• INPUT:
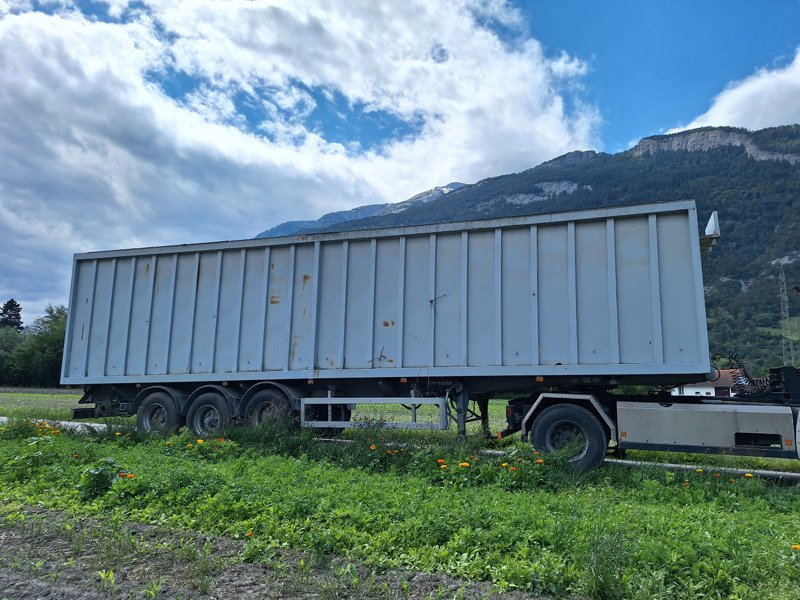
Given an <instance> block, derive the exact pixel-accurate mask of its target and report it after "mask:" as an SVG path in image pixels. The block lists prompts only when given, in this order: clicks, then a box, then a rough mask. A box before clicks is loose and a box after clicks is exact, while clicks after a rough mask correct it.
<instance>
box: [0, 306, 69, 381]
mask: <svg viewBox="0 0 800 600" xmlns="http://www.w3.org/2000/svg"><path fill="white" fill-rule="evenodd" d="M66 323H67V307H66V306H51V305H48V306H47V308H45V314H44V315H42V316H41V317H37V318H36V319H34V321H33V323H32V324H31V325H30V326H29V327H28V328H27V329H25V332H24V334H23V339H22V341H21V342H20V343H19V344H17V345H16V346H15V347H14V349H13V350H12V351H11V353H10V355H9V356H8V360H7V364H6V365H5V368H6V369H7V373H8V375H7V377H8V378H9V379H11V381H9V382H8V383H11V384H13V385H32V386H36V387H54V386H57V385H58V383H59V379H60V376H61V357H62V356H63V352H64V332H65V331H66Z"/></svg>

* * *

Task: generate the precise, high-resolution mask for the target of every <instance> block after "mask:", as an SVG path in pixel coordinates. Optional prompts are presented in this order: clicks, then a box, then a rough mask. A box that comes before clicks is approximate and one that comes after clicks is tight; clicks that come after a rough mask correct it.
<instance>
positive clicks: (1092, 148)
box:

• ASSIGNED TASK: Lay out everything from the line containing "Given an <instance>" down to the line containing "box: [0, 306, 69, 381]" as a Markdown table with the columns No. and Line. Put one line of text in each table row, number those rows in order, and omit any blank lines.

• EXERCISE RESPONSE:
| No. | Line |
|---|---|
| 1 | Given an <instance> block, derive the exact pixel-accurate mask of its target and report it after "mask:" as an SVG path in image pixels. The block lists prompts only when given, in this order: clicks, then a box, then a rough mask. A box before clicks is loose and a box after clicks is exact, while clicks after a rough mask correct it. |
| 2 | <instance> |
| 3 | box: [0, 306, 69, 381] |